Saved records
----

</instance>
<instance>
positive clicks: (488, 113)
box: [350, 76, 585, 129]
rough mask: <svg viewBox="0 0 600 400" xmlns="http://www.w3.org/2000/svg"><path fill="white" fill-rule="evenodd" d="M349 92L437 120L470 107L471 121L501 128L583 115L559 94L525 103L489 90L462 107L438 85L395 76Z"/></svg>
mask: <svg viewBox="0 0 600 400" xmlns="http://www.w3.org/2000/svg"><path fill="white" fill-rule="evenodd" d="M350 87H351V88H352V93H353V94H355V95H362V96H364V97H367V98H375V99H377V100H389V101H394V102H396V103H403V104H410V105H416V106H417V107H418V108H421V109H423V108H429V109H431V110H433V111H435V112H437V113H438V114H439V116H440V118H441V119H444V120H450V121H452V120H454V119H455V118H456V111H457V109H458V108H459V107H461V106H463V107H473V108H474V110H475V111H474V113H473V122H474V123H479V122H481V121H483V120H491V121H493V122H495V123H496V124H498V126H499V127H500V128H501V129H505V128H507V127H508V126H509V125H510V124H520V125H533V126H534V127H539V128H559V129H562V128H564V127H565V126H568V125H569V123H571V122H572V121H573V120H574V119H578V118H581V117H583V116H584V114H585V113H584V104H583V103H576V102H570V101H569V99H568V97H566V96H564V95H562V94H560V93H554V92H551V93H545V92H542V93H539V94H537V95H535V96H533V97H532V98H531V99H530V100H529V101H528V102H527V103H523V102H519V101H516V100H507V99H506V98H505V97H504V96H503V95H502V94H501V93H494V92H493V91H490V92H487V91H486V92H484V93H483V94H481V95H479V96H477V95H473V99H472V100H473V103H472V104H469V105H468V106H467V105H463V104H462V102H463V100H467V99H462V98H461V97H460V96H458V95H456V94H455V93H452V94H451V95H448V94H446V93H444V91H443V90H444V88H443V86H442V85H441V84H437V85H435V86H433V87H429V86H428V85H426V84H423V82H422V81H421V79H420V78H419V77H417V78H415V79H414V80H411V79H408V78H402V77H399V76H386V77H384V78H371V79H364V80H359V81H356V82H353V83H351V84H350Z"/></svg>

----

**Task:**
Recast every line of the items above as a Markdown table with the columns "Row" and "Line". Put the line's number in the first column and its text in the second, and omit blank lines.

**Reply:**
| Row | Line |
|---|---|
| 1 | </instance> |
| 2 | <instance> |
| 3 | positive clicks: (488, 113) |
| 4 | box: [350, 76, 585, 129] |
| 5 | rough mask: <svg viewBox="0 0 600 400" xmlns="http://www.w3.org/2000/svg"><path fill="white" fill-rule="evenodd" d="M349 92L437 120L470 107L471 121L501 128L583 115L559 94L525 103L489 90L462 107L438 85L395 76Z"/></svg> |
| 6 | mask: <svg viewBox="0 0 600 400" xmlns="http://www.w3.org/2000/svg"><path fill="white" fill-rule="evenodd" d="M350 87H351V88H352V93H353V94H355V95H362V96H364V97H367V98H375V99H377V100H389V101H394V102H396V103H403V104H410V105H416V106H417V107H418V108H421V109H423V108H429V109H431V110H433V111H435V112H437V113H438V114H439V116H440V118H441V119H444V120H450V121H452V120H454V119H455V118H456V111H457V109H458V108H459V107H461V106H463V107H473V108H474V110H475V111H474V113H473V122H474V123H479V122H481V121H483V120H491V121H493V122H495V123H496V124H498V126H499V127H500V128H501V129H505V128H507V127H508V126H509V125H510V124H520V125H533V126H534V127H539V128H559V129H562V128H564V127H565V126H568V125H569V123H571V122H572V121H573V120H574V119H578V118H581V117H583V116H584V114H585V113H584V104H583V103H576V102H570V101H569V99H568V97H566V96H564V95H562V94H560V93H554V92H551V93H545V92H542V93H539V94H537V95H535V96H533V97H532V98H531V99H530V100H529V101H528V102H527V103H523V102H519V101H516V100H507V99H506V98H505V97H504V96H503V95H502V94H501V93H494V92H493V91H490V92H487V91H486V92H484V93H483V94H481V95H479V96H477V95H473V99H472V100H473V103H472V104H469V105H468V106H467V105H463V104H462V102H463V100H467V99H462V98H461V97H460V96H458V95H456V94H455V93H452V94H451V95H448V94H446V93H444V91H443V90H444V88H443V86H442V85H441V84H437V85H435V86H433V87H429V86H428V85H426V84H423V82H422V81H421V79H420V78H419V77H417V78H415V79H414V80H411V79H408V78H402V77H399V76H386V77H384V78H371V79H364V80H359V81H356V82H353V83H351V84H350Z"/></svg> |